**Assignment**:
Lines from the one containing "Question: locate the woman's forehead" to the end of the entries below must be reproduced exactly, with both end lines kept and no other line added.

**Source information**:
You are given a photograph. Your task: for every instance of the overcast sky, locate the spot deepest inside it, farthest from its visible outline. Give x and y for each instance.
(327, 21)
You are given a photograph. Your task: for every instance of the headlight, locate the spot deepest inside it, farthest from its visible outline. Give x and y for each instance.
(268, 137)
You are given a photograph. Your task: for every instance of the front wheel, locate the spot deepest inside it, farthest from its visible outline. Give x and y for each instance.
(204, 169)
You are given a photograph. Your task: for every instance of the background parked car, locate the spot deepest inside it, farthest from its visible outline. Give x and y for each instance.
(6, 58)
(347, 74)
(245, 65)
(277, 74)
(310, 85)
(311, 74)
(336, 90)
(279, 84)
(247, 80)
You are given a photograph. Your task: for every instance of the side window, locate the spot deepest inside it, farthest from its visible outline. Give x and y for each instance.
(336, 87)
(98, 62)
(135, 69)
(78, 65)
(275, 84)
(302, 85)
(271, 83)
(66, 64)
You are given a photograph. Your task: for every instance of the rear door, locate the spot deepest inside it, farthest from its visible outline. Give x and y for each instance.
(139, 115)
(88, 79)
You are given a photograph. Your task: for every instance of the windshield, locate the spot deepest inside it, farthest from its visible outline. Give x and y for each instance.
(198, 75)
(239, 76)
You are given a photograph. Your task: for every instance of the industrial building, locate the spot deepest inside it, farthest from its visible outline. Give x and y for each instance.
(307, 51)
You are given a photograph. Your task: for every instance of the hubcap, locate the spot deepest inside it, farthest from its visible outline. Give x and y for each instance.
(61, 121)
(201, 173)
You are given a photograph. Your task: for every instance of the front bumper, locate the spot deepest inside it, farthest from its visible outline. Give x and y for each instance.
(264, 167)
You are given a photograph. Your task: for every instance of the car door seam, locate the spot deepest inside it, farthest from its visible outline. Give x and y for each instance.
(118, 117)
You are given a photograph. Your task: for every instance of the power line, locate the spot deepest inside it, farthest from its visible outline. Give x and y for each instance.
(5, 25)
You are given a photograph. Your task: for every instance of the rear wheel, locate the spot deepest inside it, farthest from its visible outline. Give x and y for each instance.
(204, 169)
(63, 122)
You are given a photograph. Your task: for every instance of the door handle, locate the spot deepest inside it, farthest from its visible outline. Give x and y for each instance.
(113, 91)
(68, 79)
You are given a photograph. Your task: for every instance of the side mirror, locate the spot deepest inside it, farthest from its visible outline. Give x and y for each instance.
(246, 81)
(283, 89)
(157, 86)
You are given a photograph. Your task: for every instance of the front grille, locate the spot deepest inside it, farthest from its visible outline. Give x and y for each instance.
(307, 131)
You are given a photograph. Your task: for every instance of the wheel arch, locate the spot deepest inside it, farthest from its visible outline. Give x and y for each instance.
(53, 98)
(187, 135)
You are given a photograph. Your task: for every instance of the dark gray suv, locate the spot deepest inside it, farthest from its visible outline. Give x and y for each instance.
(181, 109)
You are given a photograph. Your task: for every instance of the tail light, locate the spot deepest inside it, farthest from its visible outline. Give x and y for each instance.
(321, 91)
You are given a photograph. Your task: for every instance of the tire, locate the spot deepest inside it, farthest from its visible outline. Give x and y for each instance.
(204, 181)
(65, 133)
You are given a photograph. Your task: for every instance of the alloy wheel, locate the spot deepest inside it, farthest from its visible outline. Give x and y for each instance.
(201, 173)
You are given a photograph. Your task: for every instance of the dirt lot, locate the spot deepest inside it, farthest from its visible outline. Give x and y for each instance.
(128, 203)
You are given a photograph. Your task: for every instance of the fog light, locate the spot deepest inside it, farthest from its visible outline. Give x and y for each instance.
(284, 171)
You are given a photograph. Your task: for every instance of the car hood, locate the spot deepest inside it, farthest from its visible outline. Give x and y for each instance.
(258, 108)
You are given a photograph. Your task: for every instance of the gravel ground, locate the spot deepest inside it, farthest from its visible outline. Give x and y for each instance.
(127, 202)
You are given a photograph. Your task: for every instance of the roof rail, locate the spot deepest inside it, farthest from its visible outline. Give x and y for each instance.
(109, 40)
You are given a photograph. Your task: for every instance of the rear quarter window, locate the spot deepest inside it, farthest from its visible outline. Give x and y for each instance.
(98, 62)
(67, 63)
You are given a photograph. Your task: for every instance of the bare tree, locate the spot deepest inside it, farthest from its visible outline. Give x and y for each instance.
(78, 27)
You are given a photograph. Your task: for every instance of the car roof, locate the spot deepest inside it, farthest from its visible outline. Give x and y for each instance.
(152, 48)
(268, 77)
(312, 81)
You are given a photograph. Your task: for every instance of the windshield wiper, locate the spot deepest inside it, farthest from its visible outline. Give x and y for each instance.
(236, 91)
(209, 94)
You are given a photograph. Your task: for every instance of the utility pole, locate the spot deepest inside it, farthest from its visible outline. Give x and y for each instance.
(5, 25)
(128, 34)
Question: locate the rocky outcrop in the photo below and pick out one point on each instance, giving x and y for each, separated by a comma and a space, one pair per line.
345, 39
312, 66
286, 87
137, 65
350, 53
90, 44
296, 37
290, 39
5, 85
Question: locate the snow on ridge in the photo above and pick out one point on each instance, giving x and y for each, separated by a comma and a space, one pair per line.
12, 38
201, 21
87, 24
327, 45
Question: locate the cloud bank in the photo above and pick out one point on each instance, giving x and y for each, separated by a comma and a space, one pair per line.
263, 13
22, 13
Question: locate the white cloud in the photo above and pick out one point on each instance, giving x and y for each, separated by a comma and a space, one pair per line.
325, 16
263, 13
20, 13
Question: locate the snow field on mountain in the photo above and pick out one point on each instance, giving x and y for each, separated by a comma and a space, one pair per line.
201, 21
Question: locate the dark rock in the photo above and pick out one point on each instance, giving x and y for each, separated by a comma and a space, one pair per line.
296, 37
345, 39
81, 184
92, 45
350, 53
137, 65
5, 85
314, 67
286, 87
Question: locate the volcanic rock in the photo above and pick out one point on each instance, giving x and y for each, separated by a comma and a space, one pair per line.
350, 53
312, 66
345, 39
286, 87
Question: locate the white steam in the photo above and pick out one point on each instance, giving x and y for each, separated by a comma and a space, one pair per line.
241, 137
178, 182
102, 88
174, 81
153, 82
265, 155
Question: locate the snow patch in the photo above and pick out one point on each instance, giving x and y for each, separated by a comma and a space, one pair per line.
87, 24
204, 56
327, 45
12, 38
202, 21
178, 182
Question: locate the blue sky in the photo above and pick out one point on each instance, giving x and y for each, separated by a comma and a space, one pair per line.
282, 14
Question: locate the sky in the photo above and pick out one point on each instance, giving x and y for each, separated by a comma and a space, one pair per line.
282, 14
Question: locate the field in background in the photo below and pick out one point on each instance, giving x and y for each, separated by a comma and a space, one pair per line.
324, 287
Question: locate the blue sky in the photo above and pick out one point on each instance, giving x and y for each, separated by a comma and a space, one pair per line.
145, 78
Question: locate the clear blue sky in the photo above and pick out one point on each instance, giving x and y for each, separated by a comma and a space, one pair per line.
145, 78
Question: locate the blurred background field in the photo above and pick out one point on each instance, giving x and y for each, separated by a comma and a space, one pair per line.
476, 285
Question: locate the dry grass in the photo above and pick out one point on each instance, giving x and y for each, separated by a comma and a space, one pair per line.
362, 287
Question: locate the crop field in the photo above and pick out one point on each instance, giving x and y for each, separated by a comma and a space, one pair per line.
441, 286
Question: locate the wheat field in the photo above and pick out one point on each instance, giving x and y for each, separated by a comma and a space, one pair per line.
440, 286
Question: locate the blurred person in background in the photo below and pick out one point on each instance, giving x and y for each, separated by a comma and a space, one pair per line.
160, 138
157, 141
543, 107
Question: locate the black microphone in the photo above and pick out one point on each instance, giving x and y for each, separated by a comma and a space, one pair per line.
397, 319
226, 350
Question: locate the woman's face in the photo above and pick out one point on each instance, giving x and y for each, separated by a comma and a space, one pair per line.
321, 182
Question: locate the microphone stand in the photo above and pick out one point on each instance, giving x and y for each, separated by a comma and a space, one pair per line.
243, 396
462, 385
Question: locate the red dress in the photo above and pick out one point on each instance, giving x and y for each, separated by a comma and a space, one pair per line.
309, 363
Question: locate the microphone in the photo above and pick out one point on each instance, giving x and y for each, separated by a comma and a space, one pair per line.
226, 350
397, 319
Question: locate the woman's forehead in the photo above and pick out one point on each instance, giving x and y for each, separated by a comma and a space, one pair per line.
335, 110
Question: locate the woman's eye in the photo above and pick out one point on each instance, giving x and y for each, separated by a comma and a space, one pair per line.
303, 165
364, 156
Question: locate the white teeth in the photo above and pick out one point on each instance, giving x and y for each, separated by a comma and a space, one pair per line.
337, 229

**Expected answer**:
Question: locate the woman's forehead in the photo above and pick out one point on each instance, giving x and y for each, separated by a comma and a space, one pair per line.
335, 110
Question: locate the woman's eye in the photo above and pick out one point on each instance, giving x and y for each, separated by a comma and a space, one pair per line.
303, 165
364, 156
Question: locate the white teeth in the photo above and pick out one point on each instance, giving x and y for each, separated by a comma and a space, one pair per line.
337, 229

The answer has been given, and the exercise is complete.